Glenn Love

No. 58, 36, 31, 34
- Position: Linebacker

Personal information
- Born: June 8, 1989 (age 36) Champaign, Illinois, U.S.
- Listed height: 6 ft 4 in (1.93 m)
- Listed weight: 225 lb (102 kg)

Career information
- High school: Chandler (AZ) Hamilton
- College: UCLA

Career history
- 2012: BC Lions
- 2013–2016: Calgary Stampeders
- 2017: Saskatchewan Roughriders
- 2018–2019: Montreal Alouettes

Awards and highlights
- Grey Cup champion (2014);
- Stats at CFL.ca

= Glenn Love =

American gridiron football player (born 1989)

Glenn Allen Love Jr. (born June 8, 1989) is an American former professional football linebacker who played in the Canadian Football League (CFL) for the BC Lions, Calgary Stampeders, Saskatchewan Roughriders, and Montreal Alouettes. He played college football at the University of California, Los Angeles.

==Early life==
Love played high school football at Hamilton High School in Chandler, Arizona. He was named first-team all-state and all-region in 2006 after recording more than 100 tackles and a school-record 10 interceptions. He also lettered in soccer, basketball, and track.

==College career==
Love played for the UCLA Bruins from 2008 to 2011. He did not see action in 2007 due to injuries and was redshirted. He played in all 12 games in 2008, totaling 17 solo tackles, six assisted tackles, and one forced fumble. He played in all 13 games in 2009, accumulating 14 solo tackles and 13 assisted tackles. Love appeared in all 12 games again in 2010, recording 14 solo tackles, two assisted tackles, one sack, and two pass breakups. He played in 11 games, starting six at linebacker, his senior year in 2011, totaling 23 solo tackles, 16 assisted tackles, one sack, and one forced fumble. Love began his college career as a safety before converting to linebacker over his last two seasons. He was mostly a special teams player and backup during his college career.

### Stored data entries

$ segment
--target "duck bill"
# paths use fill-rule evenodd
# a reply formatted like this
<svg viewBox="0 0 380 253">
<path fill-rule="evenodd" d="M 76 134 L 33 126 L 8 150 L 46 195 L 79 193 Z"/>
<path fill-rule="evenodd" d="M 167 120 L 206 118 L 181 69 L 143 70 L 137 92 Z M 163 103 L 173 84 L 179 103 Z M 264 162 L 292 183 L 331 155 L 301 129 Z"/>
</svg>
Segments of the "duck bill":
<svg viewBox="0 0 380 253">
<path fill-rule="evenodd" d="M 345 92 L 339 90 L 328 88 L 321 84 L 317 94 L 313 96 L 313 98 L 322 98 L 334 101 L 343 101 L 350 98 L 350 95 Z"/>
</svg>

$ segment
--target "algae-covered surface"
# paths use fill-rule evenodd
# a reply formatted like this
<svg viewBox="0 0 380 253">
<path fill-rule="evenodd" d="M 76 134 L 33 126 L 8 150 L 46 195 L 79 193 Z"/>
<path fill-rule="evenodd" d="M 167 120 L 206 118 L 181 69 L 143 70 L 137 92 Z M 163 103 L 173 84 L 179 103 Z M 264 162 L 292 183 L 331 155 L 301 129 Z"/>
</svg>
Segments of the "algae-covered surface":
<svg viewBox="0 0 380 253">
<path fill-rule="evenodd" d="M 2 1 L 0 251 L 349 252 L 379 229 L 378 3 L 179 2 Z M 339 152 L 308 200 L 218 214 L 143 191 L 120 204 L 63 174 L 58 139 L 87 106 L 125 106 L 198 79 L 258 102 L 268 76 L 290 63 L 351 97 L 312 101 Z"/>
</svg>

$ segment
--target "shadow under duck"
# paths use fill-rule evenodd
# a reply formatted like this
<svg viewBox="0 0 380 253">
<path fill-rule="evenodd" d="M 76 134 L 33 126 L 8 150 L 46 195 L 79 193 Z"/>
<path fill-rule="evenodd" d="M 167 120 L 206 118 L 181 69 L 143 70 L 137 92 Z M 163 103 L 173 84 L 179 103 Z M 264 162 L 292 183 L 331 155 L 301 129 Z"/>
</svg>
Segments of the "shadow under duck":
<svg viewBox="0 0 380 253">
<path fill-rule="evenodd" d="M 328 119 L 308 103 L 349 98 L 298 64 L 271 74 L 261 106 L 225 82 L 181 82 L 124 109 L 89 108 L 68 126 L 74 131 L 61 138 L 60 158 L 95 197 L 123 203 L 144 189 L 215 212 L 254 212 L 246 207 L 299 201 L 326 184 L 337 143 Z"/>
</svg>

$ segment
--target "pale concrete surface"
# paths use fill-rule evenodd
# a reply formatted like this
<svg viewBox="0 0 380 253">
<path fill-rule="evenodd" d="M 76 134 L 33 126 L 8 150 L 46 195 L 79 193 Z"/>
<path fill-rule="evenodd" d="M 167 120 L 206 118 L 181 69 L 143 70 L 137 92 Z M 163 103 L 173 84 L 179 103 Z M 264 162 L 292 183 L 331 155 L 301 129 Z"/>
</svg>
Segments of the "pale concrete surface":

### Assignment
Pick up the Glenn Love biography after its final sentence and keep writing it.

### Task result
==Professional career==
Love signed with the CFL's BC Lions on June 24, 2012. He made his CFL debut on August 6, 2012 against the Toronto Argonauts. He was released by the Lions on June 23, 2013.

Love was signed by the Calgary Stampeders of the CFL on August 28, 2013. He was named CFL Special Teams Player of the Week for Week 19 of the 2014 CFL season. He dressed in 43 games, starting eight, for the Stampeders from 2013 to 2016.

Love dressed in 11 games for the Saskatchewan Roughriders in 2017.

He dressed in 15 games, starting seven, for the Montreal Alouettes from 2018 to 2019.

==Personal life==
In January 2025, it was announced Love had been diagnosed with amyotrophic lateral sclerosis.